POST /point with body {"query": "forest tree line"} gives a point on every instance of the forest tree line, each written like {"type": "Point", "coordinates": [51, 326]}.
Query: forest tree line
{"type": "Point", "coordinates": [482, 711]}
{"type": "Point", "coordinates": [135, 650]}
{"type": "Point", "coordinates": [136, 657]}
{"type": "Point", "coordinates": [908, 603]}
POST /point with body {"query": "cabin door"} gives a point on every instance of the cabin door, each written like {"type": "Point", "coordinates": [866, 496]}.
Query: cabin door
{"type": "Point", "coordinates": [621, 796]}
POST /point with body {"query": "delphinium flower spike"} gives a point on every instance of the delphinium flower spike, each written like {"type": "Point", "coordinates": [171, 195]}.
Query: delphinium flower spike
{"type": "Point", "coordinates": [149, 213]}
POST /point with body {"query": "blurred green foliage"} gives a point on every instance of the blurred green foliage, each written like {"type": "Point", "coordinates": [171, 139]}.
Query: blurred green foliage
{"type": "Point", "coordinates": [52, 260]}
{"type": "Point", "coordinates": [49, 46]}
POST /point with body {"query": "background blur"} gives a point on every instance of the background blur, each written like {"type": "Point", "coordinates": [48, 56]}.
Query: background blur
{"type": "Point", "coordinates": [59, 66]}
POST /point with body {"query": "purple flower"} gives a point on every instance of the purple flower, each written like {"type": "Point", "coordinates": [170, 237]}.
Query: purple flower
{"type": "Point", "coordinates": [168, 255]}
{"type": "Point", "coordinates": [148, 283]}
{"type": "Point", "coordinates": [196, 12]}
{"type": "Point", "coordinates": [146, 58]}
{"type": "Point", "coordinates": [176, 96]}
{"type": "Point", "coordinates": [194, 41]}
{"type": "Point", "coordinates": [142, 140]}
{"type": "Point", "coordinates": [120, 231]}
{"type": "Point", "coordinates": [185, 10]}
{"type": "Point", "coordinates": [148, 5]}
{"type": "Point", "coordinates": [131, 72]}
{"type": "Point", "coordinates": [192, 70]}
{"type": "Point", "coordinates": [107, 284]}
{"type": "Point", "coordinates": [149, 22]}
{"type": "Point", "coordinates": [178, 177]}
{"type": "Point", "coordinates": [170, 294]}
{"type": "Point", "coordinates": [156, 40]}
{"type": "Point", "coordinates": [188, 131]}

——

Your objective:
Retype the entries exactly; leave nothing out.

Exercise solution:
POST /point with body {"query": "forest tree line"} gives a point on every instance of the forest tree line, each written like {"type": "Point", "coordinates": [51, 326]}.
Query: forest tree line
{"type": "Point", "coordinates": [482, 711]}
{"type": "Point", "coordinates": [135, 650]}
{"type": "Point", "coordinates": [136, 657]}
{"type": "Point", "coordinates": [908, 603]}
POST /point with body {"query": "cabin door"} gives a point on every instance of the cabin door, each written like {"type": "Point", "coordinates": [866, 496]}.
Query: cabin door
{"type": "Point", "coordinates": [621, 796]}
POST /point with body {"query": "delphinium flower spike"} gives a point on every instance of the delphinium flower spike, each written like {"type": "Point", "coordinates": [171, 195]}.
Query: delphinium flower spike
{"type": "Point", "coordinates": [149, 213]}
POST /point with body {"query": "blurred green foliage"} gives a point on every instance of the blurred green foliage, each written like {"type": "Point", "coordinates": [171, 139]}.
Query: blurred green foliage
{"type": "Point", "coordinates": [52, 260]}
{"type": "Point", "coordinates": [49, 46]}
POST /point with body {"query": "background blur"} gives a point on every instance of the background blur, each written like {"type": "Point", "coordinates": [48, 56]}.
Query: background blur
{"type": "Point", "coordinates": [59, 66]}
POST /point with body {"query": "purple flower"} gives a point on every instance of the purple flower, each written like {"type": "Point", "coordinates": [170, 237]}.
Query: purple flower
{"type": "Point", "coordinates": [168, 255]}
{"type": "Point", "coordinates": [148, 283]}
{"type": "Point", "coordinates": [196, 12]}
{"type": "Point", "coordinates": [146, 58]}
{"type": "Point", "coordinates": [176, 96]}
{"type": "Point", "coordinates": [194, 41]}
{"type": "Point", "coordinates": [142, 140]}
{"type": "Point", "coordinates": [120, 231]}
{"type": "Point", "coordinates": [185, 10]}
{"type": "Point", "coordinates": [148, 5]}
{"type": "Point", "coordinates": [131, 72]}
{"type": "Point", "coordinates": [192, 70]}
{"type": "Point", "coordinates": [107, 284]}
{"type": "Point", "coordinates": [149, 22]}
{"type": "Point", "coordinates": [178, 177]}
{"type": "Point", "coordinates": [170, 294]}
{"type": "Point", "coordinates": [156, 40]}
{"type": "Point", "coordinates": [188, 131]}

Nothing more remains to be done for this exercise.